*Text*:
# # #
This notebook serves as an example of how to load and manipulate the [Si GAP dataset](https://www.repository.cam.ac.uk/handle/1810/317974) using a `Dataset` object.

# Imports

In [None]:
import os
import numpy as np

from ase import Atoms

from colabfit.tools.dataset import Dataset, load_data
from colabfit.tools.property_settings import PropertySettings

# Dataset preparation

In [None]:
dataset = Dataset('Si_PRX_GAP')

dataset.authors = [
    'Albert P. Bartók', 'James Kermode', 'Noam Bernstein', 'Gábor Csányi'
]

dataset.links = [
    'https://journals.aps.org/prx/abstract/10.1103/PhysRevX.8.041048',
    'https://www.repository.cam.ac.uk/handle/1810/317974'
]

dataset.description = \
"The original DFT training data for the general-purpose silicon "\
"interatomic potential described in the associated publication."\
" The kinds of configuration that we include are chosen using "\
"intuition and past experience to guide what needs to be included "\
"to obtain good coverage pertaining to a range of properties."
# # #
*Problem set*:
1. In the notebook, what name string is passed to `Dataset` when the dataset object is created?
2. Reproduce the notebook starting at "from colabfit.tools.dataset import" and ending at "dataset = Dataset('Si_PRX_GAP')", with "Si_PRX_GAP" swapped out for "Si_GAP".

*Data shown*:
# # #
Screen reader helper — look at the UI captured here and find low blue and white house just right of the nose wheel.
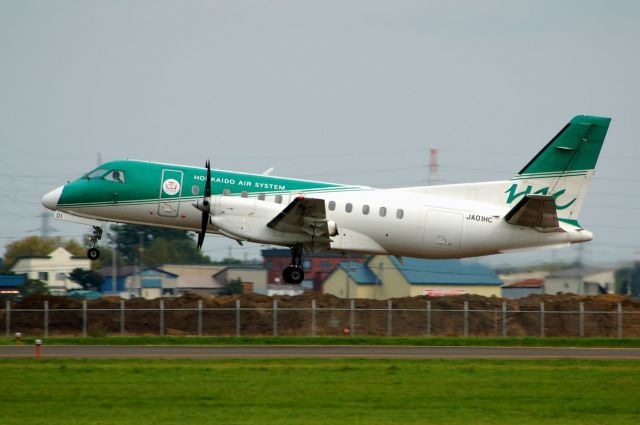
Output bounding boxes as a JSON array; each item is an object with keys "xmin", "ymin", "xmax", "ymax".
# # #
*Solutions*:
1. 'Si_PRX_GAP'

2.
from colabfit.tools.dataset import Dataset, load_data
from colabfit.tools.property_settings import PropertySettings

# Dataset preparation

In [None]:
dataset = Dataset('Si_GAP')